AIM:
Turn every line of the entries below into a JSON list of strings, one string per line, with blank lines left out. Omit the picture lines.

[Annotation records]

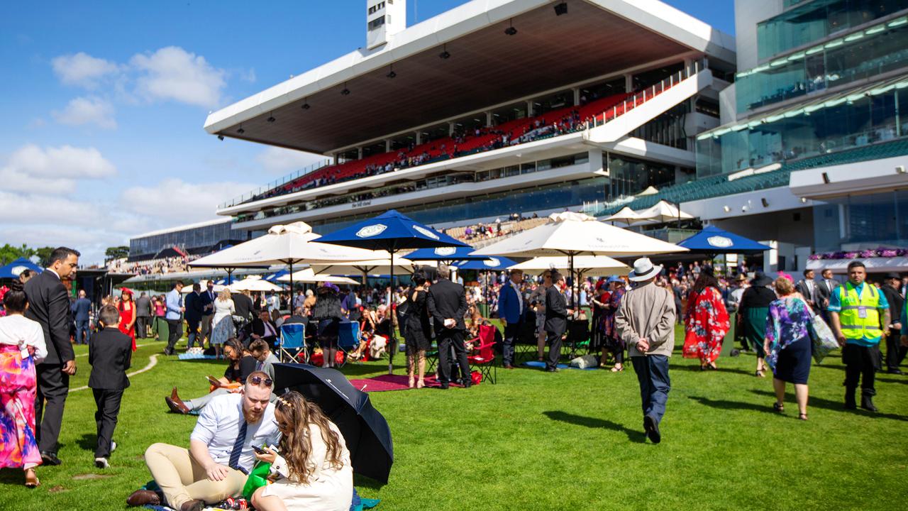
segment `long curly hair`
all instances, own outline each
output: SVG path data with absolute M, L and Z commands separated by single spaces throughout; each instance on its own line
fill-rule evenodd
M 289 479 L 302 485 L 310 483 L 310 476 L 316 466 L 327 461 L 331 468 L 340 470 L 343 466 L 341 455 L 343 446 L 338 433 L 329 426 L 328 417 L 318 405 L 307 401 L 301 394 L 291 391 L 278 396 L 275 409 L 287 420 L 287 427 L 282 427 L 281 453 L 287 460 L 290 470 Z M 321 439 L 327 447 L 325 459 L 310 459 L 312 440 L 310 437 L 310 425 L 316 425 L 321 431 Z

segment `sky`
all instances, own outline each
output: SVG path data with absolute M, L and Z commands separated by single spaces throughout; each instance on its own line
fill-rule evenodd
M 408 25 L 464 0 L 410 0 Z M 734 34 L 732 0 L 668 0 Z M 19 2 L 0 18 L 0 245 L 82 263 L 321 159 L 219 141 L 226 106 L 365 44 L 365 1 Z

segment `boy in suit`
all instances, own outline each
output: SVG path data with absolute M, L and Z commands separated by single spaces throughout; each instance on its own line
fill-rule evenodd
M 98 318 L 104 329 L 88 341 L 88 363 L 92 375 L 88 386 L 94 393 L 94 422 L 98 428 L 98 446 L 94 449 L 94 466 L 107 468 L 107 458 L 114 448 L 114 429 L 120 413 L 123 391 L 129 386 L 126 369 L 133 357 L 133 340 L 120 332 L 120 313 L 113 306 L 101 307 Z

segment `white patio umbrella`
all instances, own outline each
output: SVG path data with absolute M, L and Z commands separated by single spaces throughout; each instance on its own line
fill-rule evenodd
M 347 278 L 346 276 L 334 276 L 331 275 L 316 274 L 312 271 L 312 268 L 305 268 L 300 270 L 293 275 L 285 275 L 279 276 L 278 280 L 281 282 L 290 282 L 292 279 L 295 282 L 332 282 L 334 284 L 359 284 L 352 278 Z
M 249 276 L 227 286 L 231 291 L 281 291 L 281 287 L 258 276 Z
M 607 222 L 624 222 L 626 225 L 630 225 L 634 222 L 639 220 L 640 217 L 634 213 L 634 210 L 627 207 L 627 205 L 622 207 L 617 213 L 612 215 L 608 218 L 606 218 Z
M 475 250 L 477 256 L 565 256 L 571 273 L 577 256 L 628 257 L 686 252 L 676 245 L 599 222 L 582 213 L 554 213 L 541 225 Z M 572 296 L 577 296 L 572 293 Z
M 694 217 L 689 213 L 685 213 L 678 209 L 678 206 L 664 200 L 656 203 L 652 207 L 635 213 L 637 214 L 637 220 L 646 220 L 656 224 L 663 224 L 673 220 L 690 220 Z
M 292 275 L 293 265 L 313 262 L 369 259 L 372 251 L 341 246 L 315 240 L 321 237 L 305 222 L 274 225 L 268 234 L 192 261 L 191 266 L 233 268 L 286 265 Z M 291 280 L 291 289 L 293 282 Z
M 570 265 L 567 256 L 533 257 L 514 265 L 508 269 L 523 270 L 526 273 L 541 273 L 549 268 L 567 268 Z M 626 275 L 630 267 L 608 256 L 577 256 L 574 257 L 574 271 L 577 276 L 586 275 L 613 276 Z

WRITTEN RESPONSE:
[
  "segment `long curly hair`",
  "all instances, own outline each",
  "output: SVG path data with absolute M, L and Z commands separated by single spaces throughout; each instance on its own line",
  "fill-rule evenodd",
  "M 289 479 L 302 485 L 310 483 L 310 476 L 316 466 L 327 461 L 331 468 L 340 470 L 343 466 L 341 455 L 343 446 L 338 433 L 329 426 L 328 417 L 318 405 L 307 401 L 301 394 L 291 391 L 278 396 L 275 409 L 287 420 L 287 427 L 282 427 L 281 453 L 287 460 L 290 470 Z M 321 439 L 327 447 L 325 459 L 310 459 L 312 440 L 310 437 L 310 425 L 316 425 L 321 431 Z",
  "segment `sky`",
  "all instances, own outline each",
  "output: SVG path data with absolute M, L and Z commands separated by single spaces throughout; each instance on its own line",
  "fill-rule evenodd",
  "M 408 25 L 464 0 L 410 0 Z M 734 34 L 732 0 L 668 0 Z M 19 2 L 0 18 L 0 245 L 82 263 L 321 159 L 219 141 L 226 106 L 365 44 L 365 1 Z",
  "segment `boy in suit`",
  "all instances, own outline each",
  "output: SVG path data with absolute M, L and Z commands separated by single spaces throughout; each instance on its own line",
  "fill-rule evenodd",
  "M 98 318 L 104 329 L 88 341 L 88 363 L 92 375 L 88 386 L 94 393 L 94 422 L 98 428 L 98 446 L 94 449 L 94 466 L 107 468 L 107 458 L 114 448 L 114 429 L 120 413 L 123 391 L 129 386 L 126 369 L 133 357 L 133 340 L 120 332 L 120 313 L 113 306 L 101 307 Z",
  "segment `white patio umbrella`",
  "all instances, own outline each",
  "output: SVG path data with absolute M, L and Z commands separated by single spaces throughout; each instance on its own line",
  "fill-rule evenodd",
  "M 347 278 L 346 276 L 334 276 L 331 275 L 316 274 L 312 271 L 312 268 L 305 268 L 300 270 L 293 275 L 285 275 L 279 276 L 278 280 L 281 282 L 290 282 L 292 279 L 295 282 L 332 282 L 334 284 L 359 284 L 352 278 Z",
  "M 249 276 L 227 286 L 231 291 L 281 291 L 281 287 L 258 276 Z",
  "M 607 222 L 624 222 L 626 225 L 630 225 L 634 222 L 639 220 L 640 217 L 634 213 L 634 210 L 627 207 L 627 205 L 622 207 L 617 213 L 612 215 L 608 218 L 606 218 Z",
  "M 475 250 L 477 256 L 565 256 L 571 273 L 577 256 L 628 257 L 686 252 L 676 245 L 599 222 L 582 213 L 554 213 L 541 225 Z M 572 296 L 577 296 L 572 293 Z",
  "M 694 217 L 689 213 L 685 213 L 678 209 L 678 206 L 664 200 L 656 203 L 652 207 L 635 213 L 637 214 L 637 220 L 646 220 L 656 224 L 663 224 L 673 220 L 690 220 Z",
  "M 292 275 L 293 265 L 313 262 L 369 259 L 372 251 L 341 246 L 315 240 L 321 237 L 305 222 L 274 225 L 268 234 L 192 261 L 191 266 L 233 268 L 286 265 Z M 291 280 L 291 289 L 293 282 Z",
  "M 570 265 L 567 256 L 533 257 L 514 265 L 508 269 L 523 270 L 526 273 L 541 273 L 549 268 L 567 268 Z M 626 275 L 630 267 L 608 256 L 577 256 L 574 257 L 574 271 L 577 276 L 586 275 L 613 276 Z"
]